*REQUISITOS*:
1) Reproduza o trecho do texto sobre a finitude entre "Quanto mais velho" e "tudo acaba aqui?", inclusive.
2) Segundo o texto sobre a finitude, quantos anos tem o diretor?

*TRECHO DO TEXTO*:
..............................
Quanto mais velho a gente vai ficando, chegando nos trinta e poucos (o diretor está com 39 anos)… Então, claro, penso na minha finitude. Sou muito fascinado com o tema morte, com a probabilidade de vida após a morte. Tem a ver com física quântica, tem todo um estudo aí… Leio muito sobre isso. Quando meu pai morreu, tive um outro estalo sobre o que é a finitude. Você ver um pai falecer, te coloca num estado de urgência. Tudo isso aqui tem um fim e não está muito, muito longe. O tempo passa, e passa rápido.
Mas pensar que há vida após a morte não é uma espécie de alento, para não concluirmos que de fato tudo acaba aqui?
..............................
*REGISTROS DO CONJUNTO*:
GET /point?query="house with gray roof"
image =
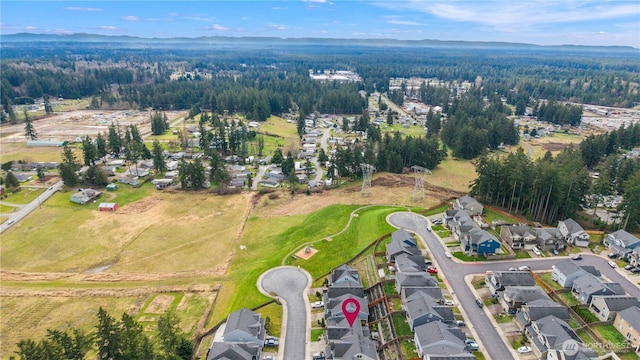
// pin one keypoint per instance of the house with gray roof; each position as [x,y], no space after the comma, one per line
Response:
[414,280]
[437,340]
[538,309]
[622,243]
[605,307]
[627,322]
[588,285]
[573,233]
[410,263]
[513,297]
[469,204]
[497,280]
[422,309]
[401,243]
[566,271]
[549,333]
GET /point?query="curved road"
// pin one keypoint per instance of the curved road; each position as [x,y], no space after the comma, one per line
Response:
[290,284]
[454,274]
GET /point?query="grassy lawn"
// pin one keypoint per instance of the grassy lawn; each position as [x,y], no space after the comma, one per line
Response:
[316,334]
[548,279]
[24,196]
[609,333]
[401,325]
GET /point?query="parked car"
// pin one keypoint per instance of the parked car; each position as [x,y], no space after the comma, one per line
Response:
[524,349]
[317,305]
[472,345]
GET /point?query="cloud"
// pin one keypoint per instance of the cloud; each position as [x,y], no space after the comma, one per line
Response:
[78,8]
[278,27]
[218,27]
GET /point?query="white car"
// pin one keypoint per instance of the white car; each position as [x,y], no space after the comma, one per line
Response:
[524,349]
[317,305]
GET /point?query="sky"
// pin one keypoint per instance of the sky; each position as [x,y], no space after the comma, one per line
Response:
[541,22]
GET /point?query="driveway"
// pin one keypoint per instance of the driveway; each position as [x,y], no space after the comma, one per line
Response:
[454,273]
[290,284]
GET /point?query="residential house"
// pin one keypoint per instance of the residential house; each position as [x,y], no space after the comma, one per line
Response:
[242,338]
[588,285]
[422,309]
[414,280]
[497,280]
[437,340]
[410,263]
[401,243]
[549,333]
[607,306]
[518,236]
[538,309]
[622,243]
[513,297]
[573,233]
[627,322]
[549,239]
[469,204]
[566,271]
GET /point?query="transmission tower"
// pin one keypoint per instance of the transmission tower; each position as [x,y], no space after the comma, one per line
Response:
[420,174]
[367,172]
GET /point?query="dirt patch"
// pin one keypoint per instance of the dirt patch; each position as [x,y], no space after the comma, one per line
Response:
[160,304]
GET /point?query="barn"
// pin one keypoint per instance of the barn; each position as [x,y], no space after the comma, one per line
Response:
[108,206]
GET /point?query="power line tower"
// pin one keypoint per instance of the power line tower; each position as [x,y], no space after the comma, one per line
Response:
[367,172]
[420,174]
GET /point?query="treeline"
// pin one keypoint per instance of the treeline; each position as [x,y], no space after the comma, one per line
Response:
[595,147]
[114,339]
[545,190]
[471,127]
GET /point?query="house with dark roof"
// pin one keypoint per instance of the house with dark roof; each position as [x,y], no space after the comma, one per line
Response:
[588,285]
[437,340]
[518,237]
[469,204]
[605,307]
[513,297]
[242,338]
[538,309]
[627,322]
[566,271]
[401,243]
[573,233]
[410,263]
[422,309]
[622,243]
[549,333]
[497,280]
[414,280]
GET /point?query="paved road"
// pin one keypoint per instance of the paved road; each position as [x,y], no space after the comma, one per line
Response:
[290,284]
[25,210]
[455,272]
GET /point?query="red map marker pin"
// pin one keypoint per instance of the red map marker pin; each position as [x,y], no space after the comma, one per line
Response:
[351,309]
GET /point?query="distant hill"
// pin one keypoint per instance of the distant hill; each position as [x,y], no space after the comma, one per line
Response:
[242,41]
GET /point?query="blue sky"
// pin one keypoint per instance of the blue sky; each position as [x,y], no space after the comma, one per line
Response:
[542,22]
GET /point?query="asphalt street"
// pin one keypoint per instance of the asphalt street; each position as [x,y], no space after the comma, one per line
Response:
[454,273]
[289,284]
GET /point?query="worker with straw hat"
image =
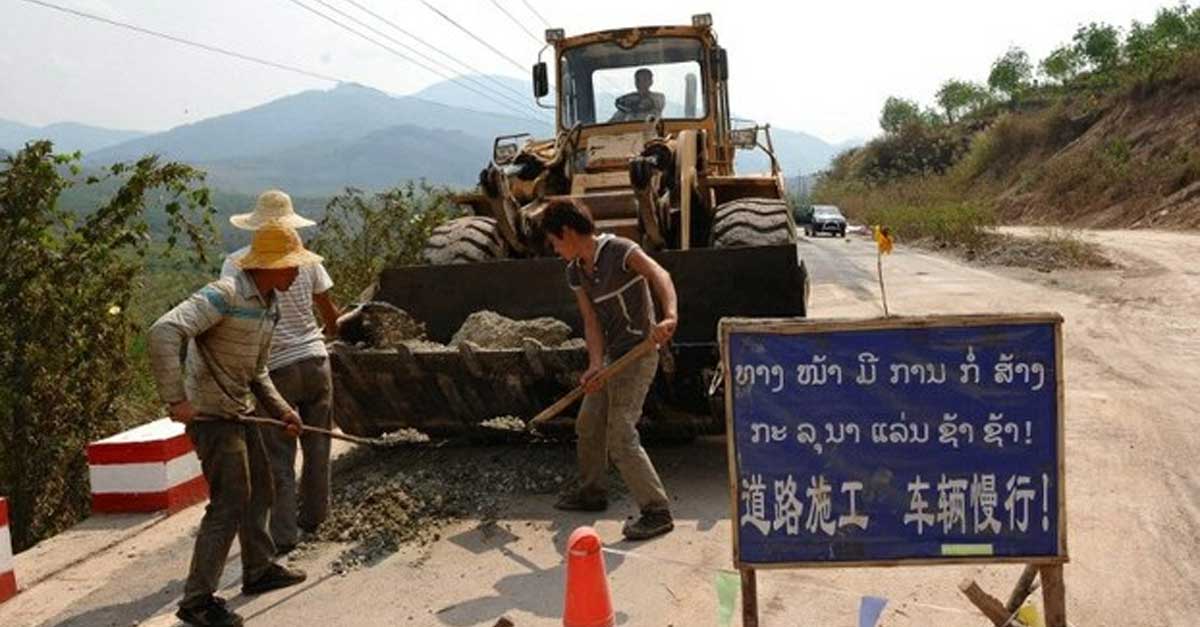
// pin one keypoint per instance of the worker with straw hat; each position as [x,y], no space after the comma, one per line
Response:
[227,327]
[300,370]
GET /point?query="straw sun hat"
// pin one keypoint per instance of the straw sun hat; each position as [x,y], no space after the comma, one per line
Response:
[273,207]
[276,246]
..............................
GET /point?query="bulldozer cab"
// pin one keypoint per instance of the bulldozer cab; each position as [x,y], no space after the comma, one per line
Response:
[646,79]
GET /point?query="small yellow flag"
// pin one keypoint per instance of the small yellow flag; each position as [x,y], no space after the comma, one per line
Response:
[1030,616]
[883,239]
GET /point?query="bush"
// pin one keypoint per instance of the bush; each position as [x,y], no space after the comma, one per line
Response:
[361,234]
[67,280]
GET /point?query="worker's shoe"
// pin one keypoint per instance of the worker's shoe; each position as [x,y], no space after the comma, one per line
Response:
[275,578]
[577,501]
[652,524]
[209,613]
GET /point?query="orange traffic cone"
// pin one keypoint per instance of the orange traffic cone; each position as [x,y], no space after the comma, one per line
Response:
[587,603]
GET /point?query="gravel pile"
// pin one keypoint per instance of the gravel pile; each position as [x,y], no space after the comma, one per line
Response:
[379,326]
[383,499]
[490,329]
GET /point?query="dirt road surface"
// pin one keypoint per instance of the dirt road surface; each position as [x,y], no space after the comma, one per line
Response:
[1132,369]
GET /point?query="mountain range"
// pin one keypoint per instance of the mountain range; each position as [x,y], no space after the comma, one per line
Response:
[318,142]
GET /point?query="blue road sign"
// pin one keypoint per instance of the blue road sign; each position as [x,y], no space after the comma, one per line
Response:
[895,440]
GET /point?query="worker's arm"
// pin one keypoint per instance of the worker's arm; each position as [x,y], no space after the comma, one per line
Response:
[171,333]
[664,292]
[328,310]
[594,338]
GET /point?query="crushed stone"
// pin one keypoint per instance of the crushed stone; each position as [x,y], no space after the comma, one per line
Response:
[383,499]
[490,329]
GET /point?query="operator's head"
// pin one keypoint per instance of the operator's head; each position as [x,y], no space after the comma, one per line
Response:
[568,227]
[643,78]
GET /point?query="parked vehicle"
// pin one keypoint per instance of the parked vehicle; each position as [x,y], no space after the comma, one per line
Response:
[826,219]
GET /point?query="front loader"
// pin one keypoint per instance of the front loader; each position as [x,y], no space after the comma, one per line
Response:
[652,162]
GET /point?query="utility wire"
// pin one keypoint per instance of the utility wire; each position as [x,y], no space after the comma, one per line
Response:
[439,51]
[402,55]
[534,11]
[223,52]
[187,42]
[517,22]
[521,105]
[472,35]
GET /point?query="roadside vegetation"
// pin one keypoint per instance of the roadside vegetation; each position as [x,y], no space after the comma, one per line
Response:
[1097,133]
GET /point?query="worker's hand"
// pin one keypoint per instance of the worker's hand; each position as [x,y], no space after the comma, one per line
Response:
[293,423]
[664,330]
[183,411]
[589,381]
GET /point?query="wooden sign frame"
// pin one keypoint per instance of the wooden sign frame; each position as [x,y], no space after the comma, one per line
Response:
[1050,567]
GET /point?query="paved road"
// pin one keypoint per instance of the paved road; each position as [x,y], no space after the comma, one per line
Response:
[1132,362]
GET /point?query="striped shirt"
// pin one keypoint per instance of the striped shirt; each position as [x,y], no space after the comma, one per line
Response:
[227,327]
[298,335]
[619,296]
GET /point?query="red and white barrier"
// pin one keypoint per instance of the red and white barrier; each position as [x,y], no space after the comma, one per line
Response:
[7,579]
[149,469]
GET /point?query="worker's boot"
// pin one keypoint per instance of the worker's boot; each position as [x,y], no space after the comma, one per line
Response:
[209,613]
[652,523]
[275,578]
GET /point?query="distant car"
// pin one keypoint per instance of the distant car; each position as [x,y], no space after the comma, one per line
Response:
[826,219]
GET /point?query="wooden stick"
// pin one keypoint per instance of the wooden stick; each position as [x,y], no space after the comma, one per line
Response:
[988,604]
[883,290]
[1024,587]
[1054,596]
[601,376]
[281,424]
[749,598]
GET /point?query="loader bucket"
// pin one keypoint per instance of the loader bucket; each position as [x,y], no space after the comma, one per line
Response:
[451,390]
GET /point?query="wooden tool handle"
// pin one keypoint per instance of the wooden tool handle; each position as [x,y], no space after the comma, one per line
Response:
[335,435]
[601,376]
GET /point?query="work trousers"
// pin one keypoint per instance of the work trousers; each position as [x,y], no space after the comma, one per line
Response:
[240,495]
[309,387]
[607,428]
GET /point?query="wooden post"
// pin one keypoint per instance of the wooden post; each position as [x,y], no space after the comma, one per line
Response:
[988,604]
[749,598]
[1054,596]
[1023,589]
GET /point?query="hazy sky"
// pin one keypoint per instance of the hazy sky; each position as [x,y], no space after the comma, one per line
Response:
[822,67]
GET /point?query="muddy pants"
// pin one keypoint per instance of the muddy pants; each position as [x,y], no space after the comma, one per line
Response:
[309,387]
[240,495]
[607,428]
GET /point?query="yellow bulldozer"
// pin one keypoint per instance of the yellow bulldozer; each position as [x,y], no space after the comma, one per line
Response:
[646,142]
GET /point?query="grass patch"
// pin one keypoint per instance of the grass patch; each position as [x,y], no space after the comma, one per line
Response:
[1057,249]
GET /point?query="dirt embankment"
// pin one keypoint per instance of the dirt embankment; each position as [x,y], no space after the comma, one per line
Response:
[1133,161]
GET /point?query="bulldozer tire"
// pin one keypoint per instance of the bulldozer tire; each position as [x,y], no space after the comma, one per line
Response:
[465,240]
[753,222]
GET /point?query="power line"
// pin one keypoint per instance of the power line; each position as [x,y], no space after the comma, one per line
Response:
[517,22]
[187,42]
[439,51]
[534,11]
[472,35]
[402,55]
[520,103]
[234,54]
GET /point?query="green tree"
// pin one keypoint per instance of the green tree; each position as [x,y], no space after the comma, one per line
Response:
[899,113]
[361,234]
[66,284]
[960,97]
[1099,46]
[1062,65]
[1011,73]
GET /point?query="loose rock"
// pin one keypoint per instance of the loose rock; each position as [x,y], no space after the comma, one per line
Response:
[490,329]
..............................
*RESPOSTAS ÀS TAREFAS*:
1)
Quanto mais velho a gente vai ficando, chegando nos trinta e poucos (o diretor está com 39 anos)… Então, claro, penso na minha finitude. Sou muito fascinado com o tema morte, com a probabilidade de vida após a morte. Tem a ver com física quântica, tem todo um estudo aí… Leio muito sobre isso. Quando meu pai morreu, tive um outro estalo sobre o que é a finitude. Você ver um pai falecer, te coloca num estado de urgência. Tudo isso aqui tem um fim e não está muito, muito longe. O tempo passa, e passa rápido.
Mas pensar que há vida após a morte não é uma espécie de alento, para não concluirmos que de fato tudo acaba aqui?

2) O diretor está com 39 anos.